> Exercise set:
• a. List every section title in the alumni association bylaws excerpt, in the order they appear.
• b. Write the next part of the alumni association bylaws, picking up after the last sentence about adjourned meetings.

> Selected excerpt:
▬▬▬
Section 1.  Regular Membership.  All graduates of Columbia College, all persons who have been students in Columbia College in good standing for at least one academic year and whose classes have graduated, and all members of the Faculty or administration of Columbia College shall be regular members of the Columbia College Alumni Association.

Section 2.  Honorary Membership.  The Board of Directors may designate persons, who may not otherwise be eligible for regular membership, as honorary members of the Association. Honorary members of the Association shall be entitled to all the privileges of regular members, except those of voting and holding office.

ARTICLE III.

MEETINGS OF MEMBERS AND
NOMINATIONS OF OFFICERS AND DIRECTORS

Section 1.  Meetings.  Meetings of the members of the Association may be called at the discretion of the President, and shall be called by the President or the Chairman upon the written request of a majority of the Board of Directors or 50 regular members of the Association.  The request and call for a meeting of the Association shall be in writing and shall state the business to be transacted.  A meeting shall be held as soon as practicable after such a request or call.  No business shall be transacted at any meeting of the Association other than that specified in the notice thereof. 

Section 2.  Notice of Meetings.  Notice of all meetings of the Association shall be given to all members by (a) serving a copy of the notice personally, (b) mailing a copy to them, at their last addresses as shown on the records of the Association, at least ten days prior to the meeting, or (c) emailing a copy to them not less than 48 hours prior to the meeting, at either the last known residence, business or email address as such address shall appear on the records of the Association. The notice shall state the time and place of the meeting and an agenda reflecting the purposes of the meeting.

Section 3.  Quorum and Adjournment.  The representation of 100 regular members, in person or by proxy, shall constitute a quorum at any meeting of the Association. In the absence of a quorum, a majority of the members so present or represented may adjourn the meeting from time to time until a quorum is obtained. The time and place to which any adjournment is taken shall be publicly announced at the meeting and no further notice thereof shall be necessary. At such adjourned meetings at which a quorum is present, any business may be transacted which might have been transacted at the meeting as originally called.
▬▬▬
> Entries provided:

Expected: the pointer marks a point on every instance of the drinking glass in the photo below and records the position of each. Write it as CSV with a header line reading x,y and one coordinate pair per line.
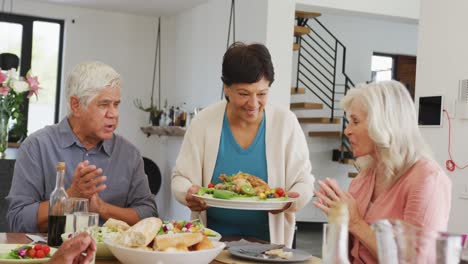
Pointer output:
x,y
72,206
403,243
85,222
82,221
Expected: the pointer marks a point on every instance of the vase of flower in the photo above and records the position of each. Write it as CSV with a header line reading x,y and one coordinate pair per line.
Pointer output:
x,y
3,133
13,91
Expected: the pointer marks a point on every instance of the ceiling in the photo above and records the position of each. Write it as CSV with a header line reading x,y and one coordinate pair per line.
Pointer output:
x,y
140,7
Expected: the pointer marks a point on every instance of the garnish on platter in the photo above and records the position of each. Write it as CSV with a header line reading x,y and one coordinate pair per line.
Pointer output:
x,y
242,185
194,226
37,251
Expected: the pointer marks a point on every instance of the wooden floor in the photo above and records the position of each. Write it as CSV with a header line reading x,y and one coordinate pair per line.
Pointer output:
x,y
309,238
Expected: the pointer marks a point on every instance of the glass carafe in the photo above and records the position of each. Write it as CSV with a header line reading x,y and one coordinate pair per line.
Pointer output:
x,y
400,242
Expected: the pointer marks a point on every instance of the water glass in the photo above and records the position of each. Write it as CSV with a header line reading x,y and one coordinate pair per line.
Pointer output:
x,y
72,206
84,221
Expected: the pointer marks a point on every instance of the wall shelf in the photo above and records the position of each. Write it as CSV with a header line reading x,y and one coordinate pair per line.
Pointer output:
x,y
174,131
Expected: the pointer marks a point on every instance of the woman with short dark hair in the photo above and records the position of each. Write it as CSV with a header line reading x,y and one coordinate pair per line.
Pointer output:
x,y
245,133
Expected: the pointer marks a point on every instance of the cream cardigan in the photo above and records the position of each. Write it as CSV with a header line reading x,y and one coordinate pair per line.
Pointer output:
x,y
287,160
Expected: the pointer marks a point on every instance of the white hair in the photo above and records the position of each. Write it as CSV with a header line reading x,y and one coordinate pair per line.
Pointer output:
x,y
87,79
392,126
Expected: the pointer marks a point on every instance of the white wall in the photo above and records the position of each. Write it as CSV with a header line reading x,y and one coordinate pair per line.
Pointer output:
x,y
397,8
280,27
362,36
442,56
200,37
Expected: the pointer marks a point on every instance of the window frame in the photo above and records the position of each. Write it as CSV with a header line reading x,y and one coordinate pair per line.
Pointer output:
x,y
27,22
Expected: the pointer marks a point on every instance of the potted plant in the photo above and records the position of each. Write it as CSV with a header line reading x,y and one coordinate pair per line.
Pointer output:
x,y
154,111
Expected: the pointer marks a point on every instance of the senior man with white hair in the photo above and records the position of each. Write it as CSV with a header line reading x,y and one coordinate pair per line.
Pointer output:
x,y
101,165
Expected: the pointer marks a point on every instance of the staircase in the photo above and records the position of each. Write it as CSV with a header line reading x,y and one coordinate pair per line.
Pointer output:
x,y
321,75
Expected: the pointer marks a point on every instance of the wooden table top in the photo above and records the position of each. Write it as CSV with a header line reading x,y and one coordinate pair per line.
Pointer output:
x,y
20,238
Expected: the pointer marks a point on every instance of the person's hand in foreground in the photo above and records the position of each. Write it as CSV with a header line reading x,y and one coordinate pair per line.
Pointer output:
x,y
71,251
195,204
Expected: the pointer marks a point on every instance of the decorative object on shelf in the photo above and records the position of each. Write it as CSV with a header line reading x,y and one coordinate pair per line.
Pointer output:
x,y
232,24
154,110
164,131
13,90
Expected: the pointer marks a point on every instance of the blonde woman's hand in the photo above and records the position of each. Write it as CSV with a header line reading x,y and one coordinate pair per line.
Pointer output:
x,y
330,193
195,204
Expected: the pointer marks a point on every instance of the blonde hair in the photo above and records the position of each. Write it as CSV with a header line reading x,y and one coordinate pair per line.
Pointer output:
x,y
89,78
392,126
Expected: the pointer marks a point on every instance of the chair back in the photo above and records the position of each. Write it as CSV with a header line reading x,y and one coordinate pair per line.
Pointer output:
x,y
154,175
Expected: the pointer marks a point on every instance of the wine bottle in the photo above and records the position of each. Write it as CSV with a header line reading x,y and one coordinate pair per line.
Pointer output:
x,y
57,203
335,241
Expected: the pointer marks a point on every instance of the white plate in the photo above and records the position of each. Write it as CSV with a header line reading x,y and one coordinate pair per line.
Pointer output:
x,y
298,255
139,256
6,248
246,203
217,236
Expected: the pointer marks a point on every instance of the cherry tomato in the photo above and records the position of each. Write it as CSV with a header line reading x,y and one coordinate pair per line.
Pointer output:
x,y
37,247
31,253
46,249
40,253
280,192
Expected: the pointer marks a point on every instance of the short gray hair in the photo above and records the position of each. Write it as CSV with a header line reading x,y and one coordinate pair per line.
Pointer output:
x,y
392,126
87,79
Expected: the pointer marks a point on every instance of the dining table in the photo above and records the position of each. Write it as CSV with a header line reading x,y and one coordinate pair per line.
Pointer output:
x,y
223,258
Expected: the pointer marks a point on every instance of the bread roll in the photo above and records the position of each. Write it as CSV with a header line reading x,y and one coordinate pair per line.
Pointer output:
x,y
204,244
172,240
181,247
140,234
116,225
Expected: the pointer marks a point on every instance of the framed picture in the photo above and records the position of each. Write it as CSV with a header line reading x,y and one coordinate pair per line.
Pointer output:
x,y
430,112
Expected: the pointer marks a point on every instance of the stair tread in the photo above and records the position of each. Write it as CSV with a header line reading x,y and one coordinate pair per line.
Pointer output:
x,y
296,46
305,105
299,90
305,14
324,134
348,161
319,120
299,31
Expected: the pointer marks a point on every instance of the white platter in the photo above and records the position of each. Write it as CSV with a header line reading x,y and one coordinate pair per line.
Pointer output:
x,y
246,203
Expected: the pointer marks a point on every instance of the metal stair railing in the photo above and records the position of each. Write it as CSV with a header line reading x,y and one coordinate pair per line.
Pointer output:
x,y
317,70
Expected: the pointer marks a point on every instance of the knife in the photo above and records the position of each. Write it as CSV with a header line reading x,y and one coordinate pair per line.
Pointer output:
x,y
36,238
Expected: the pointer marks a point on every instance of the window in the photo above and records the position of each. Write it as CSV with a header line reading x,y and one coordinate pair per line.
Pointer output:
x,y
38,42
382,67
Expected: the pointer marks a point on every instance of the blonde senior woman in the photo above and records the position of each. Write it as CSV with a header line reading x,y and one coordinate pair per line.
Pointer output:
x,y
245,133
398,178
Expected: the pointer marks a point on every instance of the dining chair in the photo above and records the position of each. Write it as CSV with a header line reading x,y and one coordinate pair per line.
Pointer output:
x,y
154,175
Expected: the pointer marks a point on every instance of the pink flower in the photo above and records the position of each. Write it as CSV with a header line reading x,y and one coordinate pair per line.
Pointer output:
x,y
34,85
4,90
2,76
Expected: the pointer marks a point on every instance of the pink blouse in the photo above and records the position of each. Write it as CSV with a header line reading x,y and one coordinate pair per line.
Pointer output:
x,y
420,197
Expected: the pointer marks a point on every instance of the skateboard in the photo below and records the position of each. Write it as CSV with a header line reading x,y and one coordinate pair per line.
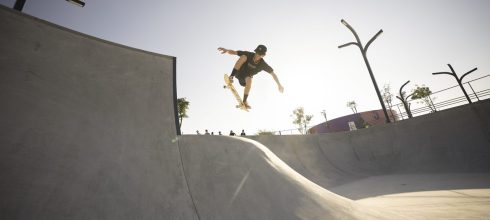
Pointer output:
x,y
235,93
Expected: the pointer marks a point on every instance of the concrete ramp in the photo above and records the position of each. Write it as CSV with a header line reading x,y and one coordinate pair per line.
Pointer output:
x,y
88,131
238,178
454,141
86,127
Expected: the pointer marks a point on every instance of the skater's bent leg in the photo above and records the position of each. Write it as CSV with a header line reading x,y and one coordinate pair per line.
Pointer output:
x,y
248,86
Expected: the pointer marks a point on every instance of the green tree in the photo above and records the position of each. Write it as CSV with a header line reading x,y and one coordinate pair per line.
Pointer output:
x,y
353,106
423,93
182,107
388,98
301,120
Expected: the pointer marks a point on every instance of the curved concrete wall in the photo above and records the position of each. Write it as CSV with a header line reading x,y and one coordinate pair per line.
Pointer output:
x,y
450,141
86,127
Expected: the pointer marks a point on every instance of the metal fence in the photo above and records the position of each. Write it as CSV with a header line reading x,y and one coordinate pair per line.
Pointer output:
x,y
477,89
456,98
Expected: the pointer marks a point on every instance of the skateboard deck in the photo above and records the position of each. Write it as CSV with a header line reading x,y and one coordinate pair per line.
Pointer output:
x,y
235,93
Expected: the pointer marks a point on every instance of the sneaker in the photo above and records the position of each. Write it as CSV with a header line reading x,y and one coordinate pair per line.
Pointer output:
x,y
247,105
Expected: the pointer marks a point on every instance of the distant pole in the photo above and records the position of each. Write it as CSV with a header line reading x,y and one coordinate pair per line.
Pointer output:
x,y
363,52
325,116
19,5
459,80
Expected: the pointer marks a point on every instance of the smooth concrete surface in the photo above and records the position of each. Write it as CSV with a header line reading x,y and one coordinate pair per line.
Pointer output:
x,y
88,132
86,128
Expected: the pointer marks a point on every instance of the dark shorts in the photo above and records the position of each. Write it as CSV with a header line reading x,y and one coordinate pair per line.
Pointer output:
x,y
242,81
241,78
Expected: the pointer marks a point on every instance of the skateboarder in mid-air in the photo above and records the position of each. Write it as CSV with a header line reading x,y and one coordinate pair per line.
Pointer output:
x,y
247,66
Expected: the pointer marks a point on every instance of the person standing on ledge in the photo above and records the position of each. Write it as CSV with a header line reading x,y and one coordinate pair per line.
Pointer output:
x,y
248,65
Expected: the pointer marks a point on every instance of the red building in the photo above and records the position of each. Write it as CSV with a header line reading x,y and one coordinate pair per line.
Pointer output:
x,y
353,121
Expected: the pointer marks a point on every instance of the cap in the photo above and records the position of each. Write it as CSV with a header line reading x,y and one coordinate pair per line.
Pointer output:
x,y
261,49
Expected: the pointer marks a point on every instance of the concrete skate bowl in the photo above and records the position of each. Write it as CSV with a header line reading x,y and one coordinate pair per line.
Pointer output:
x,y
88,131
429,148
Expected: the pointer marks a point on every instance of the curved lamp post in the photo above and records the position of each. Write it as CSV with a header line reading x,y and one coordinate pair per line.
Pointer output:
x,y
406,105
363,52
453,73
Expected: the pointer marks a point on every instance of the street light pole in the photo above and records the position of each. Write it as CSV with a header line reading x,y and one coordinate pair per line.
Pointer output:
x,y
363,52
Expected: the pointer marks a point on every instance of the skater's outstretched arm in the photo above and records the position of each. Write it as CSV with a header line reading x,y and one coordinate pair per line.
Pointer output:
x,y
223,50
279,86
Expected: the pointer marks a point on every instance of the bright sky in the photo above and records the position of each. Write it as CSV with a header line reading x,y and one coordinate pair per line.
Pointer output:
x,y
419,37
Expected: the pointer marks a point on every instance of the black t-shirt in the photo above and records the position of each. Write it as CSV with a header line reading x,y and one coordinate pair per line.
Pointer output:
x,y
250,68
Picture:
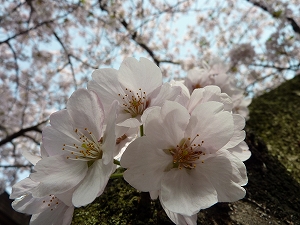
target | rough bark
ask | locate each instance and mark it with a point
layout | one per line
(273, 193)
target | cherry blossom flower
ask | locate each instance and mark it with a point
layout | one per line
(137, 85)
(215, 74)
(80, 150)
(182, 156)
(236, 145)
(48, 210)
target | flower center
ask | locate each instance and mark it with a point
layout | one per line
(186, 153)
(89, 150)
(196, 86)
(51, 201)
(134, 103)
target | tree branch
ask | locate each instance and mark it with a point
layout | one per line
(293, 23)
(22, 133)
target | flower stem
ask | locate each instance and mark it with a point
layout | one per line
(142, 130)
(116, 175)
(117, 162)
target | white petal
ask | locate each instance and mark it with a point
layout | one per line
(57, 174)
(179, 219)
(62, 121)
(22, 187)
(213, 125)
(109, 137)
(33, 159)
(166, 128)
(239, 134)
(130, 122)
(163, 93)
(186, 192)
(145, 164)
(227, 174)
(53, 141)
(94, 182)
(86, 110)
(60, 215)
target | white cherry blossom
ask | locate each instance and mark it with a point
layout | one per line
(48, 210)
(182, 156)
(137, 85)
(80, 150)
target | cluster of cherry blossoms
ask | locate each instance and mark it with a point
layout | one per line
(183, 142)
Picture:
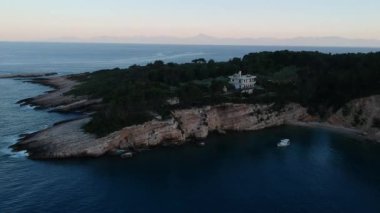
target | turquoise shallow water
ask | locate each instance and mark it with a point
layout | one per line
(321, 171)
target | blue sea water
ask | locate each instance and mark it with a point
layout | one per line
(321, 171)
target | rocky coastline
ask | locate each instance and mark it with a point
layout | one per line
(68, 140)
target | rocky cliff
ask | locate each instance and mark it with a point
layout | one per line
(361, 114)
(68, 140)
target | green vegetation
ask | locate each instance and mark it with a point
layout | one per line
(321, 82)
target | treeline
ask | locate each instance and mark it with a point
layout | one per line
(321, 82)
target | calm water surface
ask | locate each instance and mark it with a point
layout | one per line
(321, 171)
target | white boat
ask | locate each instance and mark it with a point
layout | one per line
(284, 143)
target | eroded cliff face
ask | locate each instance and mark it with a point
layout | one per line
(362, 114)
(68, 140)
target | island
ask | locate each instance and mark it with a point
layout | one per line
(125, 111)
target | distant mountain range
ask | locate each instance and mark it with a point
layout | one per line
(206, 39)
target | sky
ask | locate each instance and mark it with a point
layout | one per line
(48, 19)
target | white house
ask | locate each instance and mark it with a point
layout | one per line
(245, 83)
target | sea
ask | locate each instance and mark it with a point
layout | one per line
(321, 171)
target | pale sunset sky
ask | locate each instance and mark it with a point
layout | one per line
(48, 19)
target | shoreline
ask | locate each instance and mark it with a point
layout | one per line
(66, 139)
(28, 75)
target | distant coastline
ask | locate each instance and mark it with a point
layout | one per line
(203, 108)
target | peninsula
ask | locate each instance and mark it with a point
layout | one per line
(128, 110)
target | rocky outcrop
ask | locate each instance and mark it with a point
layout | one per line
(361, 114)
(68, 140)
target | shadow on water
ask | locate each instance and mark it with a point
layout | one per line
▬▬▬
> Task-by-task answers:
• a. Regular Membership; Honorary Membership; Meetings; Notice of Meetings; Quorum and Adjournment

• b.
Section 4.  Organization.  The President of the Association shall preside at all meetings of the members or, in the absence of the President, the Chairman shall preside, or in the absence of both the President and the Chairman, a Chair, to be chosen by the members present, shall preside. The Secretary of the Association shall act as Secretary at all meetings of the members, but in the absence of the Secretary, the presiding officer may appoint any person to act as Secretary at the meeting.

Section 5.  Voting and Proxies.  Each regular member shall be entitled to vote at any meeting of members and shall be entitled to cast one vote on matters duly brought before the meeting. Except as required by law or these By-Laws, decisions shall be by a majority vote of the members voting. Members may vote in person or by proxy. Any proxy shall be (a) in writing and dated, (b) given only to another regular member in good standing, (c) valid only for 90 days after its date, (d) revocable at will on or prior to the date of the meeting at which it is to be counted, and (e) deemed revoked by the granting of another proxy bearing a later date no later than the date of the meeting at which it is to be counted. The President or the Board of Directors may, in advance of or at any meeting of members, appoint one or more inspectors to act at such meeting or any adjournment thereof for the purpose of performing the duties of inspectors specified by law.

Section 6.  Nominating Procedures.  Nominations for Directors (including officers) shall be made by the Nominating Committee in accordance with the provisions set forth at Article VII. Nominations may also be made by petition signed by at least 30 regular members of the Association and filed with the Secretary.

ARTICLE IV.

BOARD OF DIRECTORS

Section 1.  Management of Affairs.  The affairs of the Association and its corporate powers shall be exercised by a Board of Directors which may exercise all such powers of the Association and do all such lawful acts and things as are not prohibited by law or the Certificate of Incorporation.

Section 2.  Number.  The Board of Directors shall consist of (a) up to seventy (70) directors, including those directors also serving as the officers of the Association pursuant to Article V, other than the Regional Directors, but excluding Honorary Directors, Directors ex officio and faculty and student Directors (referred to elsewhere in this Article IV) and (b) one or more directors of the Association selected pursuant to Article V in the capacity of Regional Directors. The Board of Directors also shall consist of two faculty members and three undergraduate students of Columbia College appointed in accordance with Section 8 below.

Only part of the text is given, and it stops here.